-- begin Text to read --
No. With a list of the users hashes and their salt, you could reverse it all in a matter of minutes or seconds on even a single low spec machine. It would offer nothing over just storing the plain text.


So store the salt on the client, and reindex if the salt is lost?


are you sure? I can think of weaknesses caused by statistical properties of a large corpus of hashed terms (all with the same salt) clustered together in documents which follow a natural language distribution, but matter of minutes or seconds? Why doesn't that simplicity apply for salted hashed passwords?


In theory, passwords are random combinations of words and/or characters so you cannot 'guess' larger than a character at a time.

This scales very quickly to the number of combinations.

http://www.oxforddictionaries.com/us/words/the-oec-facts-abo...

You can guess 90% of the words in the OEC with only 7,000 words in your rainbow table. I suspect that is a pretty fair representation of e-mails text. Even if it is the 1,000,000 number... [As of 2011, commercial products are available that claim the ability to test up to 2,800,000,000 passwords per second on a standard desktop computer using a high-end graphics processor.] http://en.wikipedia.org/wiki/Password_strength#Password_gues...

So ya. If it is a per-word hash, there is no real security value if you have the salt.


The plain text is dictionary words, given that the hash and the salt is known it will be really quick to hash every dictionary word for a single user. There are 99171 words in /usr/share/dict/words and off the shelf hardware can do 1300 million SHA1 hashes per second [0]

[0] http://security.stackexchange.com/questions/8607/how-quickly...


There's only around a million (or a couple million if you're generous with conjugations, lulzspeak, etc) English words.
-- end Text to read --
-- begin Data lines --
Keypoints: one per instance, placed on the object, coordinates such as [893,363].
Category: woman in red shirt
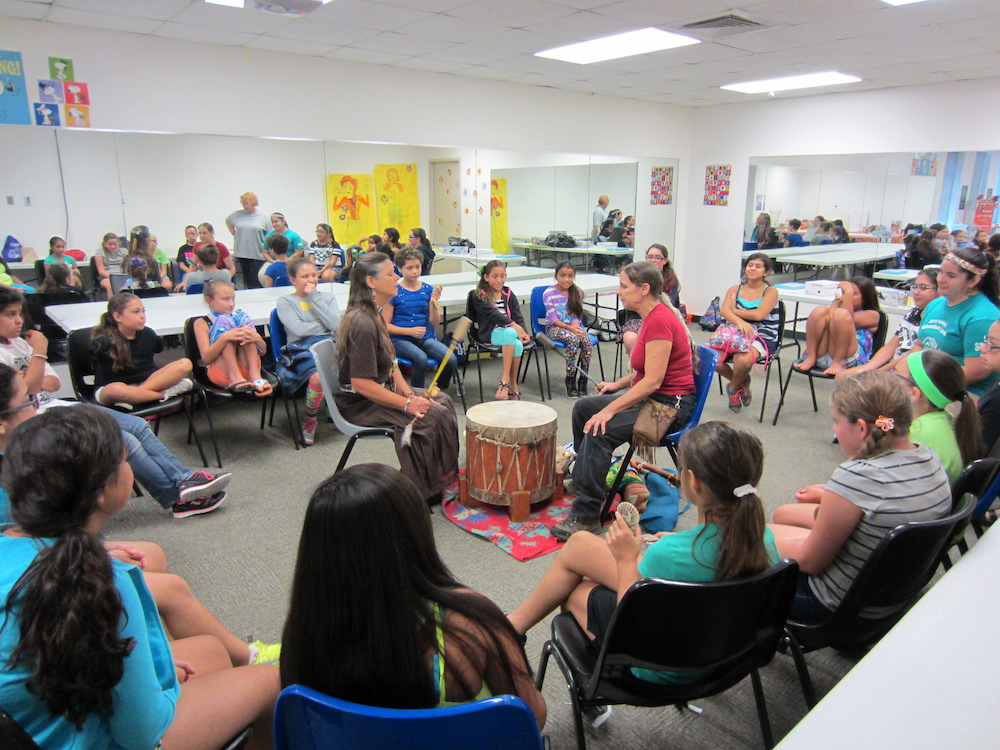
-- end Data lines --
**Goals:**
- A) Answer these from the discussion on hashing words:
(i) With how many words in a rainbow table can you guess 90% of the words in the OEC?
(ii) How many words are in /usr/share/dict/words?
(iii) How many SHA1 hashes per second can off the shelf hardware do?
- B) Write out the part of the discussion on hashing words starting at "You can guess" and ending at "have the salt.".
- C) Continue the discussion on hashing words from its last sentence.
The lines above are separate material and have no connection to the discussion on hashing words.

**Expected responses:**
- A)
(i) 7,000 words
(ii) 99171
(iii) 1300 million

- B)
You can guess 90% of the words in the OEC with only 7,000 words in your rainbow table. I suspect that is a pretty fair representation of e-mails text. Even if it is the 1,000,000 number... [As of 2011, commercial products are available that claim the ability to test up to 2,800,000,000 passwords per second on a standard desktop computer using a high-end graphics processor.] http://en.wikipedia.org/wiki/Password_strength#Password_gues...

So ya. If it is a per-word hash, there is no real security value if you have the salt.

- C)
If you figure passwords understand 75 characters, then one million passwords is around 3.2 randomly chosen characters. If you step up to 4 randomly chosen characters, you'd cover 31 million entries, and hence have about the same strength as reversing a hash of 31 million different words.

A 4 character password is woefully weak by modern standards.


the client can generate terms by combining a secret key with the term while hashing it (keyed-hash).

See one particular approach in: http://people.csail.mit.edu/akiezun/encrypted-search-report....


There are only probably a million or so frequently-appearing terms in English-language email messages (including the most common proper nouns, though of course not all of the long tail). Computing a million hashes with a custom salt is still trivial for modern computers.


"Why doesn't that simplicity apply for salted hashed passwords?"

It does. Don't store salted hashes for passwords.


Huh? What do you store instead?

My understanding of why this doesn't work for passwords is because the number of possible passwords (the size of the rainbow table needed for each salt) is much larger than the number of words in the english language.


Look up "bcrypt" and "scrypt". Using salted hashes for storing passwords is still common, but only for legacy reasons. It's considered insecure nowadays. Machines have got very very good at hashing over the last few years.


bcrypt is still a hash, it even incorporates a salt. Of course sha256 is too fast to compute, bcrypt fixes that.

I feel that this whole thread is based on cargo-culting. There are plenty of or (interesting) blog posts with misleading titles like "you shouldn't use hashes for passwords", which are correctly explaining why the cryptographic hash functions are not well suited to hashing passwords.

However, the solution is to use another method to hash the password. But it's still a hash.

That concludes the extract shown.